Look below for the lines from the one with "Target: cream spot on wing" to the one with "of the forked", and copy exactly those lines, both ends included.

Stored dataset items
+++++

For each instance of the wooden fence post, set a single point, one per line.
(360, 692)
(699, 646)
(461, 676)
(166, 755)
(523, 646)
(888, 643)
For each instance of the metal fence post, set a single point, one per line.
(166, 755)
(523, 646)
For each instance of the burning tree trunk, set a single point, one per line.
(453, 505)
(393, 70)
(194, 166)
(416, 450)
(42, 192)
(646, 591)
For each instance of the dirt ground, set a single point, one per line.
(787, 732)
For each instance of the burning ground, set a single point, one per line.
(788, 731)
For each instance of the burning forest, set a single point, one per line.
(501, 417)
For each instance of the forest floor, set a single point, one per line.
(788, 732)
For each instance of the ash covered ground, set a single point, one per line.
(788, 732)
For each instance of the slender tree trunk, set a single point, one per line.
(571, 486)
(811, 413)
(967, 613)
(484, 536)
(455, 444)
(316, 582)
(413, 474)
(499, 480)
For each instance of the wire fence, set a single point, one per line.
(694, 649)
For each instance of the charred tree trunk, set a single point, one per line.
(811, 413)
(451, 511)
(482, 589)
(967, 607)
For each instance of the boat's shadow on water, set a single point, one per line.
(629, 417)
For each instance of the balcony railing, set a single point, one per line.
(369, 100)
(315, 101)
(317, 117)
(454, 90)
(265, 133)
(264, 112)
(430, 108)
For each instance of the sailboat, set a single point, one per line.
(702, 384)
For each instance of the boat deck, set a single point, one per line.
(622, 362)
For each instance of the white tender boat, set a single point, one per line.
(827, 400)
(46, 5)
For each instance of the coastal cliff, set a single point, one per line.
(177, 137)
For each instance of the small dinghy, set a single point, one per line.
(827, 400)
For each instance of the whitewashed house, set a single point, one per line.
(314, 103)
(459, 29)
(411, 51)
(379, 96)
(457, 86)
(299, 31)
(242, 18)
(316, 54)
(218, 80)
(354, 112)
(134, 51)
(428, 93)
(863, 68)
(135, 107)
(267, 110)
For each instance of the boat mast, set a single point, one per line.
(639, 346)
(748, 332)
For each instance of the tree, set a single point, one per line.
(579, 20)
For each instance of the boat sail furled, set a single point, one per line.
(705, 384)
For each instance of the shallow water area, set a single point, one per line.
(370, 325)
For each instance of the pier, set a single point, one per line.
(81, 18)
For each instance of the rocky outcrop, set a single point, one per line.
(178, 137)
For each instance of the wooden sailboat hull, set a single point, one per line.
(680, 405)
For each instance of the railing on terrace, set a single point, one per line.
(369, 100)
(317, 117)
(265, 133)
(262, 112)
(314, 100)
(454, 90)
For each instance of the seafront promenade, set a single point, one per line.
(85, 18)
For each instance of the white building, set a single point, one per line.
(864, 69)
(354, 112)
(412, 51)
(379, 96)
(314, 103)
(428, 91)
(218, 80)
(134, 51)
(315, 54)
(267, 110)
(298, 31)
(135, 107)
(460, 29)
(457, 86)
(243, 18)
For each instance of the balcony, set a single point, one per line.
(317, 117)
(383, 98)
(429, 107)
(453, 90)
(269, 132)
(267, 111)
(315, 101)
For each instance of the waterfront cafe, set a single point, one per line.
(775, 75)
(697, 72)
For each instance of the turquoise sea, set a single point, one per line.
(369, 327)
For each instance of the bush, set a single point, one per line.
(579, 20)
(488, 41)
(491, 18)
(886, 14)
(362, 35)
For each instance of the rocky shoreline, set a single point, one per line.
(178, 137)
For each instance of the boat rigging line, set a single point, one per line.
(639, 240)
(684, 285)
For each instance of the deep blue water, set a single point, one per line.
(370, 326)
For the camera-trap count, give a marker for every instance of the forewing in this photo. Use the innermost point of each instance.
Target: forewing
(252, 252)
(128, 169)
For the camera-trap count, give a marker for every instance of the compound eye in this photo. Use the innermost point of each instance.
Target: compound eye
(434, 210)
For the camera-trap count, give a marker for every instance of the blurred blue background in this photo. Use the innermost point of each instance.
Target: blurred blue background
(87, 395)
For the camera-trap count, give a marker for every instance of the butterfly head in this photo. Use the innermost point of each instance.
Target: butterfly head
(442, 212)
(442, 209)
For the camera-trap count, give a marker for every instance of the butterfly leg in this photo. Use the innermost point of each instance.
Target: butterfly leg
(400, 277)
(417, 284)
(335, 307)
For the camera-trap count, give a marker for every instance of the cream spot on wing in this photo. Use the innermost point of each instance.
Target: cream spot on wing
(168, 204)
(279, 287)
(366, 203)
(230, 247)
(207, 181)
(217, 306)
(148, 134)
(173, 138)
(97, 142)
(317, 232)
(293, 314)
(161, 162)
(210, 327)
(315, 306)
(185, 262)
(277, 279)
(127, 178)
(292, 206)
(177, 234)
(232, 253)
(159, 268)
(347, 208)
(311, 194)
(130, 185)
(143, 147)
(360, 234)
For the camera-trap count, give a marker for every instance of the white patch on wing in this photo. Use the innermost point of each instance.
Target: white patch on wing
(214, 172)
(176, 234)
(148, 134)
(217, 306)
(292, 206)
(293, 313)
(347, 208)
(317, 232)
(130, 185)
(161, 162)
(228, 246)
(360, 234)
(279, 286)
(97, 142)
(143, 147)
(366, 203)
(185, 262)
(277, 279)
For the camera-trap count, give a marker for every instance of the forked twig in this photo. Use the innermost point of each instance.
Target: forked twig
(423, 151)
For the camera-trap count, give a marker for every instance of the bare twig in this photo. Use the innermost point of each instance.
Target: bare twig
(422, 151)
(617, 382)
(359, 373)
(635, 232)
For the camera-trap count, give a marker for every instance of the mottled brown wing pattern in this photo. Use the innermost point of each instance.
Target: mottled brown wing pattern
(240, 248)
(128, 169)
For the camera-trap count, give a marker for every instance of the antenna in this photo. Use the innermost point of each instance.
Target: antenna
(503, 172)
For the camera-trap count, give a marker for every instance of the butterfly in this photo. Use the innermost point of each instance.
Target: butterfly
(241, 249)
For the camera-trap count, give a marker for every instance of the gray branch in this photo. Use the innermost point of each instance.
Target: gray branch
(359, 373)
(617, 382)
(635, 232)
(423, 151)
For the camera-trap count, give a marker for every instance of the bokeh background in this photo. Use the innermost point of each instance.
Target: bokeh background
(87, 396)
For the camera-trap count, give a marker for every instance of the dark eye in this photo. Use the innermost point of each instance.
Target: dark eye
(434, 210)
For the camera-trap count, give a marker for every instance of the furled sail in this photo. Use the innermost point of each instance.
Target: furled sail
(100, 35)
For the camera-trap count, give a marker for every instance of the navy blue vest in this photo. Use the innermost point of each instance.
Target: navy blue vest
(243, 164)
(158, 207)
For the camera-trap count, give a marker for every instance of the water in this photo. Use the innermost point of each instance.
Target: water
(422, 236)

+++++

## Output
Target: cream spot on wing
(168, 204)
(279, 287)
(366, 203)
(230, 247)
(207, 181)
(217, 306)
(148, 134)
(173, 138)
(97, 142)
(317, 232)
(293, 314)
(161, 162)
(210, 327)
(315, 306)
(185, 262)
(277, 279)
(127, 178)
(292, 206)
(177, 234)
(232, 253)
(159, 268)
(347, 208)
(311, 194)
(130, 185)
(143, 147)
(360, 234)
For the camera-trap count, give a marker for every instance of the white patch on wing in this photo. Use the innermost point of each instance.
Target: white patch on wing
(214, 172)
(176, 234)
(148, 134)
(217, 306)
(292, 206)
(293, 313)
(347, 208)
(317, 232)
(130, 185)
(161, 162)
(228, 246)
(360, 234)
(279, 286)
(97, 142)
(143, 147)
(366, 203)
(185, 262)
(277, 279)
For the camera-trap count, give a marker for every instance of the forked twig in this photo. Use the innermost point of each instance.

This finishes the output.